In particular, the statistics of accidents in Saudi Arabia is
increasing rapidly during the last five months. In one
estimation, there were 82.281 accidents in one month. These
accidents were due to not use of leaving enough safety distance
between vehicles, run red traffic lights, sudden change of lane,
and lack of commitment to the priorities. The system is
predicted and discovered the mistakes of the drivers especially
highway driving. A desktop application software was
developed to detect and track both vehicle and driver’s
activities during highway driving, using a real-time video
camera installed on highway road.
This V-ITS based system communicates with the respective
authorities to apply strict measures when the driver exceeds the
speed limit or track sudden change or leave out the yellow lane
or stop in the left path. On the road, the activities tracking is a
challenging and important task due to influence in surveillance
or road site accidents. In the past studies, the surveillance
cameras [1] on the road are increasing due to the negligence of
the car or truck drivers during highway driving. Therefore,
there is a great demand to increase surveillance systems.

#### [DIRECTIVE]
Write what comes next in the excerpt on video surveillance of highway drivers, picking up right after its final sentence. None of the data that comes next is needed for this.

#### [DATA BELOW]
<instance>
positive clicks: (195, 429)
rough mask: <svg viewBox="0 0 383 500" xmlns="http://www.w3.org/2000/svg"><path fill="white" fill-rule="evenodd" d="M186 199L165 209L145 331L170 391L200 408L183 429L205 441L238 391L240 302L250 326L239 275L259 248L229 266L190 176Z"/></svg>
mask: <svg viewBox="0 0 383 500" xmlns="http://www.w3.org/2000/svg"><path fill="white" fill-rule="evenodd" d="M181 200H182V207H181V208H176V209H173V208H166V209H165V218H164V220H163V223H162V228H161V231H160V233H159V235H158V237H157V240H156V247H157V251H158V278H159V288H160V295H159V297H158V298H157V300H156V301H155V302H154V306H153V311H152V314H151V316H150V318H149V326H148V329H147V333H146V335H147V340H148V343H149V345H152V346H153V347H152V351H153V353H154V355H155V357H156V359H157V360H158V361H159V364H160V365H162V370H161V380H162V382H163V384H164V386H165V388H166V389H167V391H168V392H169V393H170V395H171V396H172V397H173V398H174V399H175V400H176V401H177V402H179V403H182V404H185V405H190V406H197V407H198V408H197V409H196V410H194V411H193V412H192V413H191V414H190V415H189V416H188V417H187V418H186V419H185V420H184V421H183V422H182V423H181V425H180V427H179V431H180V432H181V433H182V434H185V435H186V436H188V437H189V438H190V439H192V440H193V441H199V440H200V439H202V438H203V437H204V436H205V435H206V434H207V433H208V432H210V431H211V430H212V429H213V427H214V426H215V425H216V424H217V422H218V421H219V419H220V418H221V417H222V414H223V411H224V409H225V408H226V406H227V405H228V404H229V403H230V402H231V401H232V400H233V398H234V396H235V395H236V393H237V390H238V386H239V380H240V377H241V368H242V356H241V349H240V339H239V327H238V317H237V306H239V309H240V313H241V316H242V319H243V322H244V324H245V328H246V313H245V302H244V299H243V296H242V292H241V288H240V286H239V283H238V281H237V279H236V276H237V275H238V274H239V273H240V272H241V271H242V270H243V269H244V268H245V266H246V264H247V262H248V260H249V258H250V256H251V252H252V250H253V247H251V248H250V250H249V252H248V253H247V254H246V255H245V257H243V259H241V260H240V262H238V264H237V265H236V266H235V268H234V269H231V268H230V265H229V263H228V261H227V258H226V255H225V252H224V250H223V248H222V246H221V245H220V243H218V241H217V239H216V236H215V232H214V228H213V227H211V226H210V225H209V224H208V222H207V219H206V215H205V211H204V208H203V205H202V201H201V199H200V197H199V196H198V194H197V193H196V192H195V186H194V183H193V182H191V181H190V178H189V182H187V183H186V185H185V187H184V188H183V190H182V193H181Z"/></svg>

#### [TASK OUTPUT]
The main goal of this paper is to propose the latest
computational intelligence algorithms using deep-learning
concept and to develop an effective and efficient system for
providing vehicle illegal activities detection rate from video
sequences. The use of video image processing and machine
learning algorithms for traffic monitoring was initiated in many
countries. When these algorithms have implemented on the
hardware, there are different parameters calculated. All video
detection systems used for traffic monitoring can be broadly
classified in two categories: 1) Systems which rely on localized
incident detections, and 2) Systems which track individual
vehicles. The advantage of the first is that the computational
requirements are quite low, and algorithms are relatively
simple. In the case of vehicle tracking systems, sophisticated
algorithms are needed and are usually computationally
demanding. As a result of this project, our main objective is to
track vehicle activities during highway driving time. Vehicle
tracking systems offer a more accurate estimation of
microscopic traffic parameters like lane changes, erratic motion
etc.
In V-ITS system, detection and monitor is planning to
develop to track activities of vehicles on the spot by using real-
time video sequences. Generate a penalty if there is a traffic
violation occur during the driving process on the highways.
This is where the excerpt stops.